**Что сделать**
Перепишите строки, начиная со строки, где есть «of the long», и заканчивая строкой с «pixel 536 179», заменив «long black hair» на «short brown hair». Остальное оставьте без изменений.

**Раздел данных**
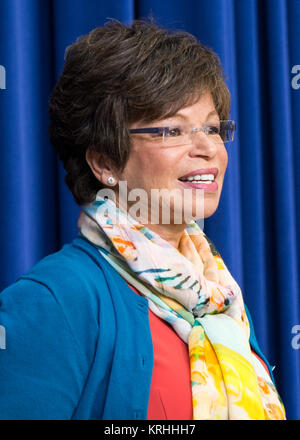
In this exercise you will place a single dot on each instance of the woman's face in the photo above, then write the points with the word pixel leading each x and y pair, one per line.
pixel 153 165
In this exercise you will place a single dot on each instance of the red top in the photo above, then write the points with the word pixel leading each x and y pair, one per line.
pixel 170 393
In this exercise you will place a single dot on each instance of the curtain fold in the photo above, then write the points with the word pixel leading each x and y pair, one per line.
pixel 256 227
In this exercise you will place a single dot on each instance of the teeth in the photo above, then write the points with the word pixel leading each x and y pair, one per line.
pixel 202 177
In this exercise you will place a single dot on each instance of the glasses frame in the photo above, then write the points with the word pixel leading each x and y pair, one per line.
pixel 204 128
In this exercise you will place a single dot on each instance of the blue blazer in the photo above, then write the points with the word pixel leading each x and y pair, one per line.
pixel 78 341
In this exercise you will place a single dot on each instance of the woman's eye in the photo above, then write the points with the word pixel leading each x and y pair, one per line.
pixel 213 129
pixel 173 132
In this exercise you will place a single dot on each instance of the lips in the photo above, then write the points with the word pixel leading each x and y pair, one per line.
pixel 200 171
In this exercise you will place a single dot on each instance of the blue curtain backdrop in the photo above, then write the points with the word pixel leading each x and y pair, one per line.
pixel 256 227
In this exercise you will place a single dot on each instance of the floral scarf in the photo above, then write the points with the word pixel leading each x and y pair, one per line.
pixel 227 380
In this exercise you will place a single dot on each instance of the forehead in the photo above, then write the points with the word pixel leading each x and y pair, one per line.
pixel 196 113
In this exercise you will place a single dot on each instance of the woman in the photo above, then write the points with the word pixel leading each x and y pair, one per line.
pixel 138 317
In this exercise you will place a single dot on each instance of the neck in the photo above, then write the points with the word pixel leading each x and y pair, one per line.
pixel 170 232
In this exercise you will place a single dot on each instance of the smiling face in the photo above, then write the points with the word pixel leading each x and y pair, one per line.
pixel 153 165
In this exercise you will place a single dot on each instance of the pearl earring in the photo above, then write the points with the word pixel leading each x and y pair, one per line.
pixel 110 180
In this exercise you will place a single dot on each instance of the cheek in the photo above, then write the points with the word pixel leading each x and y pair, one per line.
pixel 223 157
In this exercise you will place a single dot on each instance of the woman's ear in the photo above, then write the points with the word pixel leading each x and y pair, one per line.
pixel 100 167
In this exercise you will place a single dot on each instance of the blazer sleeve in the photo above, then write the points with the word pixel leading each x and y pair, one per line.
pixel 42 372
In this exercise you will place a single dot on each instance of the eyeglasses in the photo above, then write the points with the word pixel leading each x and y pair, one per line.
pixel 175 135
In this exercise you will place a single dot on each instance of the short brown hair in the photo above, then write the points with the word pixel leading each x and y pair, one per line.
pixel 119 74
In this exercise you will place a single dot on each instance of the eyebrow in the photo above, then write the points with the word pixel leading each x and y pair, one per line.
pixel 180 115
pixel 213 112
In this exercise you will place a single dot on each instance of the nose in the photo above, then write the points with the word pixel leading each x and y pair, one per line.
pixel 202 145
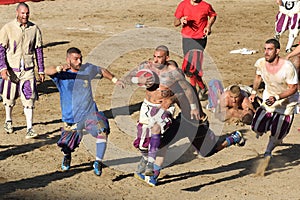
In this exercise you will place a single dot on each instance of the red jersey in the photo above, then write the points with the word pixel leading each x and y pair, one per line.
pixel 197 18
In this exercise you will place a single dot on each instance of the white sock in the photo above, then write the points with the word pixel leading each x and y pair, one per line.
pixel 28 115
pixel 8 111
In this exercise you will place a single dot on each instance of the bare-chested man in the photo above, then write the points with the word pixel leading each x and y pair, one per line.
pixel 170 86
pixel 157 108
pixel 235 105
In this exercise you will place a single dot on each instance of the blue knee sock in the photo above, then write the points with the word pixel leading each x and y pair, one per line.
pixel 100 149
pixel 156 170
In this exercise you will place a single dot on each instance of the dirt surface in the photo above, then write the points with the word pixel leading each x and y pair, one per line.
pixel 105 32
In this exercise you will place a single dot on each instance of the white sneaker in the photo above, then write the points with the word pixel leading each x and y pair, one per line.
pixel 31 134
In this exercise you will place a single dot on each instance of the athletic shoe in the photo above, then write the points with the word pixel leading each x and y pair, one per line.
pixel 66 163
pixel 151 180
pixel 98 167
pixel 8 127
pixel 149 169
pixel 141 166
pixel 139 176
pixel 31 134
pixel 238 138
pixel 266 154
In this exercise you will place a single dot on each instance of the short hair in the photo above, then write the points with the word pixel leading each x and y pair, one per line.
pixel 274 42
pixel 235 89
pixel 73 50
pixel 163 48
pixel 22 4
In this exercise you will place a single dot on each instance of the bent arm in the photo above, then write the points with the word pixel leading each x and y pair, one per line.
pixel 295 52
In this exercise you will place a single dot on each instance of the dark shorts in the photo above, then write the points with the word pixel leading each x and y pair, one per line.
pixel 200 136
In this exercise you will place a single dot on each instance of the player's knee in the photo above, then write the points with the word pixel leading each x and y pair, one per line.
pixel 155 129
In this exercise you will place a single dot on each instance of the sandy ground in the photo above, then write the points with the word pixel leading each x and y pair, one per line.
pixel 105 32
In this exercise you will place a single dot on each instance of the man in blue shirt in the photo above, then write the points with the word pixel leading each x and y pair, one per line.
pixel 79 110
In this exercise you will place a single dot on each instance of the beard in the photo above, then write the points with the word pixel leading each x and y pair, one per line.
pixel 270 59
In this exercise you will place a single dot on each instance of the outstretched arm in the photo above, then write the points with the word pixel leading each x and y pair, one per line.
pixel 51 70
pixel 256 83
pixel 107 74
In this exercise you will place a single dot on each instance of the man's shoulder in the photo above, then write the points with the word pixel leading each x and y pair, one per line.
pixel 260 62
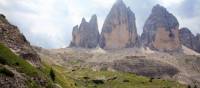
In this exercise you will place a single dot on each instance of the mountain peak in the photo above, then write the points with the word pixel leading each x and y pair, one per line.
pixel 119 3
pixel 158 9
pixel 83 20
pixel 93 18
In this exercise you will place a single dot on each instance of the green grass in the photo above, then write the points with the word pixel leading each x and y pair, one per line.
pixel 7 57
pixel 85 77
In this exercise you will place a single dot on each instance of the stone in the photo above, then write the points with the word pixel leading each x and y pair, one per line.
pixel 86 35
pixel 119 29
pixel 161 31
pixel 11 37
pixel 189 40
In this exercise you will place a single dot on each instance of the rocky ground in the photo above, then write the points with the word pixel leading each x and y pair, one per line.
pixel 182 67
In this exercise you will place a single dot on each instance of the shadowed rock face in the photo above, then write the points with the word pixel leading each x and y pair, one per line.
pixel 145 67
pixel 189 40
pixel 12 38
pixel 161 31
pixel 119 29
pixel 87 35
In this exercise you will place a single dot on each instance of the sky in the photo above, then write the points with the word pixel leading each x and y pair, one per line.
pixel 49 23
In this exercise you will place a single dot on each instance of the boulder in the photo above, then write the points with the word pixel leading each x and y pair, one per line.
pixel 161 31
pixel 86 35
pixel 16 41
pixel 119 29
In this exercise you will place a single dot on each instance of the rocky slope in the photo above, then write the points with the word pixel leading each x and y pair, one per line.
pixel 86 35
pixel 180 67
pixel 119 29
pixel 11 37
pixel 161 31
pixel 15 72
pixel 189 40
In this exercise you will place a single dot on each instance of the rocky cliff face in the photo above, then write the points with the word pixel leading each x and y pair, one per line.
pixel 119 29
pixel 12 38
pixel 161 31
pixel 189 40
pixel 86 35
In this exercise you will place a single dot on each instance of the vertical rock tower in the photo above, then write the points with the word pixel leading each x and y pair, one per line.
pixel 161 31
pixel 119 29
pixel 86 35
pixel 190 40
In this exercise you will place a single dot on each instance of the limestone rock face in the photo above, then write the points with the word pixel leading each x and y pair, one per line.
pixel 161 31
pixel 189 40
pixel 119 29
pixel 12 38
pixel 86 35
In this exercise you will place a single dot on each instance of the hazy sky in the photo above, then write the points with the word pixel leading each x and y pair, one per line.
pixel 49 23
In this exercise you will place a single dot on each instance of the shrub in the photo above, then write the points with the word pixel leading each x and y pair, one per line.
pixel 52 74
pixel 6 72
pixel 2 60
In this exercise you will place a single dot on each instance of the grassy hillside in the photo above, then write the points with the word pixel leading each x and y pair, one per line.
pixel 87 78
pixel 8 58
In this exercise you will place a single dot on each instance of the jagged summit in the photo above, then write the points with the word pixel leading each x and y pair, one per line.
pixel 86 35
pixel 119 29
pixel 158 9
pixel 161 30
pixel 189 40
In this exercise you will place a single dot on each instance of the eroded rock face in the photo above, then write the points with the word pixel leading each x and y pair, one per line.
pixel 189 40
pixel 12 38
pixel 161 31
pixel 87 35
pixel 146 67
pixel 119 29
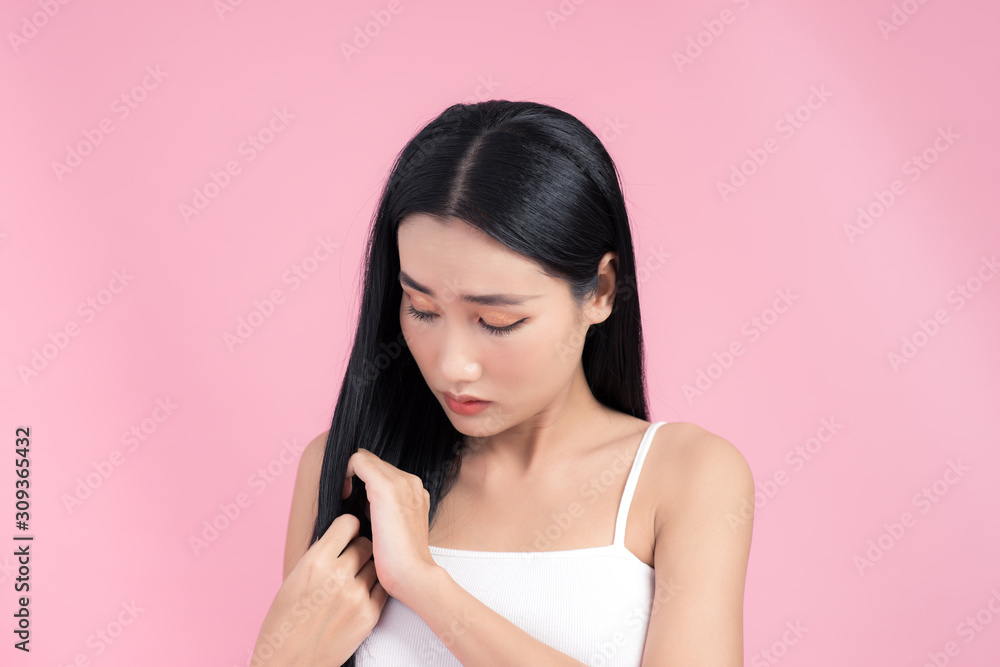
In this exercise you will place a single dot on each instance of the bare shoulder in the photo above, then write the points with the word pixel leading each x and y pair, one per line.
pixel 305 502
pixel 693 464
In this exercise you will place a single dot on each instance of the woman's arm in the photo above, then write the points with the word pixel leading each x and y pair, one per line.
pixel 398 505
pixel 474 633
pixel 704 522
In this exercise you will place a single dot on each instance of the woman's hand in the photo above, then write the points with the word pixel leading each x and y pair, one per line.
pixel 327 605
pixel 398 506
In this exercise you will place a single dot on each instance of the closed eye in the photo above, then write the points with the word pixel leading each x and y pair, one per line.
pixel 496 331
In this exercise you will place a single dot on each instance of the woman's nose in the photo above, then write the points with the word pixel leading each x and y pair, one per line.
pixel 458 364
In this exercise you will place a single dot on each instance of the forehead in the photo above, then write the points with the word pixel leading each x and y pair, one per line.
pixel 435 250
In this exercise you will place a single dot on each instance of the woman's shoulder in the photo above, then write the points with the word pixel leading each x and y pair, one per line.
pixel 691 461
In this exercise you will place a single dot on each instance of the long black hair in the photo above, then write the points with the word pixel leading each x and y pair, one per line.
pixel 536 179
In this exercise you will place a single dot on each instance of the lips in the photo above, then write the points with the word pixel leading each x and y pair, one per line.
pixel 463 398
pixel 465 408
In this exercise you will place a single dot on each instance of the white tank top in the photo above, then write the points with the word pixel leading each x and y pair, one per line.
pixel 592 604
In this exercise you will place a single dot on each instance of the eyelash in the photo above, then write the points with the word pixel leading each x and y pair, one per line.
pixel 496 331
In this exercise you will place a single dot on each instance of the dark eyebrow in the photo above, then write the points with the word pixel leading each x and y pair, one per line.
pixel 481 299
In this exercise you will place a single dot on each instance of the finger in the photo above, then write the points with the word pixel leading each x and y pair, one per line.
pixel 364 464
pixel 341 531
pixel 357 552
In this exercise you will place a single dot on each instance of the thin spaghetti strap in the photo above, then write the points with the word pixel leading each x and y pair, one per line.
pixel 630 483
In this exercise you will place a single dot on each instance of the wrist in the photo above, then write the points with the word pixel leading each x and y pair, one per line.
pixel 424 587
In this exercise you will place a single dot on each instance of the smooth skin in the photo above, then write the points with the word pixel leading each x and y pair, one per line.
pixel 541 437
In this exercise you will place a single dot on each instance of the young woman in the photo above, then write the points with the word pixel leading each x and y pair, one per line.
pixel 490 491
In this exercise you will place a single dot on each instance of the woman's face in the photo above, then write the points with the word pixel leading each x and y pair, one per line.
pixel 517 349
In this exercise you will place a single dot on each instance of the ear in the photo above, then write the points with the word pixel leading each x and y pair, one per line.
pixel 599 308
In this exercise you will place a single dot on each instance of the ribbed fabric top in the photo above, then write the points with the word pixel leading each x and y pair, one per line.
pixel 592 604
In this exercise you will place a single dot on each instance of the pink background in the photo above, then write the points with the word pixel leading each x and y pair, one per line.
pixel 675 131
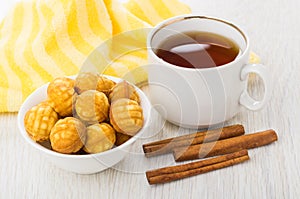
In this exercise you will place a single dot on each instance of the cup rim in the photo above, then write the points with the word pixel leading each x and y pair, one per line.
pixel 179 18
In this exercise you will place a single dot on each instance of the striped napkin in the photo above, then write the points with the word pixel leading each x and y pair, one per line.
pixel 44 39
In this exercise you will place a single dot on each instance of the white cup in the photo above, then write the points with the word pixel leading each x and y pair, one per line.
pixel 197 98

**Результат задания**
In this exercise you will place a single dot on each instance of the short brown hair in the photo above, then write the points with the word pixel leading each x and y pair, one per line.
pixel 536 179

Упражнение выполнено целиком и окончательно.